## Data for the task
# # # # #
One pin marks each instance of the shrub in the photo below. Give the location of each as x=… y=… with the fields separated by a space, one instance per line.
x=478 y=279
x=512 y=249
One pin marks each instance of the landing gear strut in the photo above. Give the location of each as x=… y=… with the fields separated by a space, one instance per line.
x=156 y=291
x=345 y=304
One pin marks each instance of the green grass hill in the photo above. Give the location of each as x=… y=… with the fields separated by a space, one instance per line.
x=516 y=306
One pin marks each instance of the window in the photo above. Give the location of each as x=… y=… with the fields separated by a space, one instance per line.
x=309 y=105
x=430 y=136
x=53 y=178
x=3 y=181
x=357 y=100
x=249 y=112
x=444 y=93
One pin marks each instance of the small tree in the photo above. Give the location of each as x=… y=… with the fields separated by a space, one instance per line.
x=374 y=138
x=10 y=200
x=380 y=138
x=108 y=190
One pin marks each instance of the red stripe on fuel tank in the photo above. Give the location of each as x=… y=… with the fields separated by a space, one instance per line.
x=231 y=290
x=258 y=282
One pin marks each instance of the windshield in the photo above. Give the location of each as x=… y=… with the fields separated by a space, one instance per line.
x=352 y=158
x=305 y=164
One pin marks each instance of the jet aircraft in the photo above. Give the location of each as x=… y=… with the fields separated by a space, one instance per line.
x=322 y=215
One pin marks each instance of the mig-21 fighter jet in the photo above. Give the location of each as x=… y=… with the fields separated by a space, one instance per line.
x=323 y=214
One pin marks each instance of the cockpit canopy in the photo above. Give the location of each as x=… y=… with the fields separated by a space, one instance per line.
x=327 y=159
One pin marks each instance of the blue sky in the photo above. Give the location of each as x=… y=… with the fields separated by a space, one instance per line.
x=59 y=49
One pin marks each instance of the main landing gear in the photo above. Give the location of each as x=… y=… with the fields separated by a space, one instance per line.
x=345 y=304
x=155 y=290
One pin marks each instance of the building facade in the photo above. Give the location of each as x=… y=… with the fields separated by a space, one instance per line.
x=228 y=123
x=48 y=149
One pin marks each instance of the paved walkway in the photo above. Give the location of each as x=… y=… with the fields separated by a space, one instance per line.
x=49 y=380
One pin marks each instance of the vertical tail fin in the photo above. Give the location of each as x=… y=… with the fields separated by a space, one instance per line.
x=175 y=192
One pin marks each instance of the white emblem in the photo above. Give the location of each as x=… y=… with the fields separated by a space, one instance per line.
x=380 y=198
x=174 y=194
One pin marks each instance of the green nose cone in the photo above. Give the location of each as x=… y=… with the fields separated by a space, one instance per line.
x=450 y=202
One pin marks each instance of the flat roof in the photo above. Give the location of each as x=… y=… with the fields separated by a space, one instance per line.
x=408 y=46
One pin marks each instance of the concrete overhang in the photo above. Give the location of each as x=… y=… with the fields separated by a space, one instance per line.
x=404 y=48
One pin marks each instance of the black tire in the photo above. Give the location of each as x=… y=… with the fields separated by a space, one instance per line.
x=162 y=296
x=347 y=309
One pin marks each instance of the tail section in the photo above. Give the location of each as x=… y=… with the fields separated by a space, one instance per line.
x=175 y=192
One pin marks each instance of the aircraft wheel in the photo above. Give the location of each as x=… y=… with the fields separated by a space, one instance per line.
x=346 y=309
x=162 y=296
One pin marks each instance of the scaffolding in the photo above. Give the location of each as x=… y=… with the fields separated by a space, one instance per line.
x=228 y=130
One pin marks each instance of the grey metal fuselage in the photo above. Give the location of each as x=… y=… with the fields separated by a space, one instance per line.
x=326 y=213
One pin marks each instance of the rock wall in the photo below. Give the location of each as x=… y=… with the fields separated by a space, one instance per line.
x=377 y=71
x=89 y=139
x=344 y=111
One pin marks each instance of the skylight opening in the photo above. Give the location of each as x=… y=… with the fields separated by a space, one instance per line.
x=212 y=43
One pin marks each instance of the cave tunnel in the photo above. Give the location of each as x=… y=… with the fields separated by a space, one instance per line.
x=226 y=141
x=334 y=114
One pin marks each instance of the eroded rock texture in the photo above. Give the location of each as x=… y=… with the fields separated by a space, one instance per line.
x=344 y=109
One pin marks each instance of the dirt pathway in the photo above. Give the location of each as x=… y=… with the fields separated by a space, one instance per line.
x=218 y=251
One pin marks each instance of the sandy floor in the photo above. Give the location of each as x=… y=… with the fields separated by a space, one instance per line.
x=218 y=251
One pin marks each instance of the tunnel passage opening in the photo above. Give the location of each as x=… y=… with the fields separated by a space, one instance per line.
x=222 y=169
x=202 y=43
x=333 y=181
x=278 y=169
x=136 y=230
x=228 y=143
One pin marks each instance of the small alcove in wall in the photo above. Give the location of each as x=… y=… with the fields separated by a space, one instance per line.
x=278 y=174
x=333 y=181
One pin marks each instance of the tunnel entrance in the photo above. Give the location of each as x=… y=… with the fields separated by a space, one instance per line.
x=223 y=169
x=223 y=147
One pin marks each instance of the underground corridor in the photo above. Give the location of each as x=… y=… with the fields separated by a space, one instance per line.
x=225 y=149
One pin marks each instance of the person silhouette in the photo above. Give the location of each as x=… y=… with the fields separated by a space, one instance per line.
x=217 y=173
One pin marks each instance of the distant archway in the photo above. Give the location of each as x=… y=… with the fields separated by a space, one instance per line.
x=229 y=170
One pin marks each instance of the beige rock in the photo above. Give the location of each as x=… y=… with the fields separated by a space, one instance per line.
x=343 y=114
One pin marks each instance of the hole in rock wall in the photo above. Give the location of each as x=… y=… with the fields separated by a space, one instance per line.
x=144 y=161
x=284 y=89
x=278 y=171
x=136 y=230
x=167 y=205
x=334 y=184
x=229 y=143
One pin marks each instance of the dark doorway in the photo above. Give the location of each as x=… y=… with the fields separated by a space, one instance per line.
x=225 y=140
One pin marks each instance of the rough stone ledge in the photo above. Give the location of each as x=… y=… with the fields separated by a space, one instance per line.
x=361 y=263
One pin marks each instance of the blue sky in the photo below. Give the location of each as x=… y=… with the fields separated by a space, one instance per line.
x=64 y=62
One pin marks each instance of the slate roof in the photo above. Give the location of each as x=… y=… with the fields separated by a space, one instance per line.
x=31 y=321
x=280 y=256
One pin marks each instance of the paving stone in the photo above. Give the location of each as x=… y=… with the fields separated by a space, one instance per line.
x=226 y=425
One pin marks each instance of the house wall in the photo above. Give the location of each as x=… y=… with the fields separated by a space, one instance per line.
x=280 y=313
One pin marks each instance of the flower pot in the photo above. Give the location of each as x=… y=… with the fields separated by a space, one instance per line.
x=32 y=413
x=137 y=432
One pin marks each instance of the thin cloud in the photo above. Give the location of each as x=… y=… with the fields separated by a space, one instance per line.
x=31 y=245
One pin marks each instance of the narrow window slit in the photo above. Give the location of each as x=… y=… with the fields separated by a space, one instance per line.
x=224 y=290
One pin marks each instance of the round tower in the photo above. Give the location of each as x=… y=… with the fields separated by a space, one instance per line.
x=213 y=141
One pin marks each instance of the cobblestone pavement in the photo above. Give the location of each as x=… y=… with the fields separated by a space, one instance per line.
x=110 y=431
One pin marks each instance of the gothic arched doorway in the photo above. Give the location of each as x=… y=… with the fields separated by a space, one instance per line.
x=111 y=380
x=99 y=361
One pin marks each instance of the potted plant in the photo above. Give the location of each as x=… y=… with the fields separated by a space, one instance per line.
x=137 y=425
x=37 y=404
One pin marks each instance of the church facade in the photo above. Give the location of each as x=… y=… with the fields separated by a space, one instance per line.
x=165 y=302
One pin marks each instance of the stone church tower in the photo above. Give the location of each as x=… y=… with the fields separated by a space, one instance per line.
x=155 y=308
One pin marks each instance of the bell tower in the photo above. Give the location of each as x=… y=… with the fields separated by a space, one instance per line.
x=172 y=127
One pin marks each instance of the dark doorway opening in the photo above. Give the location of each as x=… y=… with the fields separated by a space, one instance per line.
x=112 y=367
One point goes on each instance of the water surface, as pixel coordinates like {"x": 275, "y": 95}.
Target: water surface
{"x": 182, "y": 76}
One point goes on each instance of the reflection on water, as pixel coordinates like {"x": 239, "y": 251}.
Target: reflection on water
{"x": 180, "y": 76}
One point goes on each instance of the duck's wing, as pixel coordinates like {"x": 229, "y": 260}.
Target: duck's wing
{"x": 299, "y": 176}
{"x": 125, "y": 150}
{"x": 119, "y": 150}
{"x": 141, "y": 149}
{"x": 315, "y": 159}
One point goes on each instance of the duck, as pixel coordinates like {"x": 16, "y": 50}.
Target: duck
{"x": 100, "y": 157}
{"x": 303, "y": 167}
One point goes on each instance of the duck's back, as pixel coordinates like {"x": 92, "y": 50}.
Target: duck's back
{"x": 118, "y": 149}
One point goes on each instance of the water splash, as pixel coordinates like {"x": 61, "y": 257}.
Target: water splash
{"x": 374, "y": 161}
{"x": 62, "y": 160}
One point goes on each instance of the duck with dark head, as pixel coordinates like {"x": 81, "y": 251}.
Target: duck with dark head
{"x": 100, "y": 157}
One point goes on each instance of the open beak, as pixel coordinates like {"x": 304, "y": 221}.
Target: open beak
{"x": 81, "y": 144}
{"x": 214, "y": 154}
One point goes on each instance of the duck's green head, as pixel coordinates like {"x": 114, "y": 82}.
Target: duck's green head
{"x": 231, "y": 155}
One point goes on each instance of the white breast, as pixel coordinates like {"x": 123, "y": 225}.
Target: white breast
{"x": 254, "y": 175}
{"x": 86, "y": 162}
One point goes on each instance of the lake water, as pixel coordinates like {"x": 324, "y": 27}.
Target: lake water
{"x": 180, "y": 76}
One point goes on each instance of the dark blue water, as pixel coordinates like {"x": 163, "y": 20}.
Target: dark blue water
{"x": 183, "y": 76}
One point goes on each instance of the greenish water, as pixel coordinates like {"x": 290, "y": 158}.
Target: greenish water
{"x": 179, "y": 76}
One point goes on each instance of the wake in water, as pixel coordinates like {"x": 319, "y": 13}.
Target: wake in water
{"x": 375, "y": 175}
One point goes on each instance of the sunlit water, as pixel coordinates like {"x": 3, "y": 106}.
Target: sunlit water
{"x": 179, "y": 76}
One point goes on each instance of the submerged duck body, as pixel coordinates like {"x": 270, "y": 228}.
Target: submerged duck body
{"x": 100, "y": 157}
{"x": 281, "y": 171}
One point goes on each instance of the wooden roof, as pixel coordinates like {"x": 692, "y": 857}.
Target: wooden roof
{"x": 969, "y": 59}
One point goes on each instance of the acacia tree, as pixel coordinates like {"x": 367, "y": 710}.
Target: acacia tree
# # # # #
## Short problem
Please copy out the stretch of the material from the line containing "One pin marks each instance of the black" through the line containing "x=347 y=309", both of those lines included, word for word.

## Response
One pin marks each instance of the black tire in the photo above. Give the location of each as x=… y=… with the fields separated by a space, one instance per line.
x=162 y=296
x=347 y=309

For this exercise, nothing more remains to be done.